* Tarea asignada A *
Repite textualmente el tramo de la reseña teatral que va desde "Un elenco excelente, encabezado" hasta "siempre las mismas.".
* Tarea asignada B *
Extrae de las filas cada línea que contenga la cadena "foliage", respetando mayúsculas y minúsculas.

Por | redaccion351@gmail.com

Una frase transitada sobrevuela los hechos en “Todos eran mis hijos”, pieza de Arthur Miller que nos visitado recientemente con funciones a sala llena en el Teatro Real, desde una versión admirable: “La primera víctima de la guerra es la verdad”. Más cerca, Solari, pensando más o menos lo mismo, canta “violencia es mentir”.

Antes de editarse en manuales, la historia se encarga de maquillar las grietas de quienes han vencido. Pero bajo el manto de “lo verídico” implosionan pequeñas tragedias. Tal vez no se haya hecho otra cosa en todos estos siglos. En cualquier contexto, la humanidad parece avanzar impulsada por incontables estallidos de entrecasa.

Un elenco excelente, encabezado por Lito Cruz y Ana María Picchio, bajo la dirección de Claudio Tolcachir, retoma un texto notable de uno de los dramaturgos claves del siglo XX, de enorme influencia en el teatro argentino. “Todos eran mis hijos”, estrenada en 1947, luego de la segunda guerra mundial, sitúa la historia en el espacio microscópico de una familia como contracara del gran relato que impondría al american way of life en los años cincuenta.

Las grandes historias suelen tener una doble marca en el tiempo. La primera, a modo de imagen crítica de las tramas en que ha nacido. La segunda, a modo de continuidad, de vigencia, por tratar temas centrales del alma humana, cuyas fragilidades esenciales son siempre las mismas.

* Filas de datos *
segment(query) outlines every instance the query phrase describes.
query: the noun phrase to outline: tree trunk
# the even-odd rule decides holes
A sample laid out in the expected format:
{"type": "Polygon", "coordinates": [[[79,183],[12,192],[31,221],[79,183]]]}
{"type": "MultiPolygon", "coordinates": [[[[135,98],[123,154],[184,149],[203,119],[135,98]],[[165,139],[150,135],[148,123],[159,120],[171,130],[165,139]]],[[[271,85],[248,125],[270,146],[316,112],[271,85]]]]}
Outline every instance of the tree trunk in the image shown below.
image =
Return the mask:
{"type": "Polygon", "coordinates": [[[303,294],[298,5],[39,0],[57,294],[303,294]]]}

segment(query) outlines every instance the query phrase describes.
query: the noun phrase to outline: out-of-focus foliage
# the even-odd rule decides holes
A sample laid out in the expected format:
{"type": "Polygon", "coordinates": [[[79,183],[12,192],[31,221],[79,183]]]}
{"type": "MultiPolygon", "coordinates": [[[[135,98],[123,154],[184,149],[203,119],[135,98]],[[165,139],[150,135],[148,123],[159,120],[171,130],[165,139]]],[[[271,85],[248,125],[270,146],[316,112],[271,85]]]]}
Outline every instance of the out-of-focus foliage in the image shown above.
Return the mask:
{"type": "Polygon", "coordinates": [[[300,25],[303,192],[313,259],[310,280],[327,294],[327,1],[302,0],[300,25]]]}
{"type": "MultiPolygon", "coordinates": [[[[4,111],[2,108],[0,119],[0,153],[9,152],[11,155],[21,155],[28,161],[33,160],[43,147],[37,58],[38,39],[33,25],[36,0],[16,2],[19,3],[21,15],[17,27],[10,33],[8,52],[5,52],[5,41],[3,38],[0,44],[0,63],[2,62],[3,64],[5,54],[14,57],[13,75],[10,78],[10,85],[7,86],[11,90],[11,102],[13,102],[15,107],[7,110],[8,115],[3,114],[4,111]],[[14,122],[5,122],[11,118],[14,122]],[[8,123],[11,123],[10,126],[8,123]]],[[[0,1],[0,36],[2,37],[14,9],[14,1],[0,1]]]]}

* Respuesta redactada A *
Un elenco excelente, encabezado por Lito Cruz y Ana María Picchio, bajo la dirección de Claudio Tolcachir, retoma un texto notable de uno de los dramaturgos claves del siglo XX, de enorme influencia en el teatro argentino. “Todos eran mis hijos”, estrenada en 1947, luego de la segunda guerra mundial, sitúa la historia en el espacio microscópico de una familia como contracara del gran relato que impondría al american way of life en los años cincuenta.

Las grandes historias suelen tener una doble marca en el tiempo. La primera, a modo de imagen crítica de las tramas en que ha nacido. La segunda, a modo de continuidad, de vigencia, por tratar temas centrales del alma humana, cuyas fragilidades esenciales son siempre las mismas.

* Respuesta redactada B *
query: the noun phrase to outline: out-of-focus foliage
Outline every instance of the out-of-focus foliage in the image shown above.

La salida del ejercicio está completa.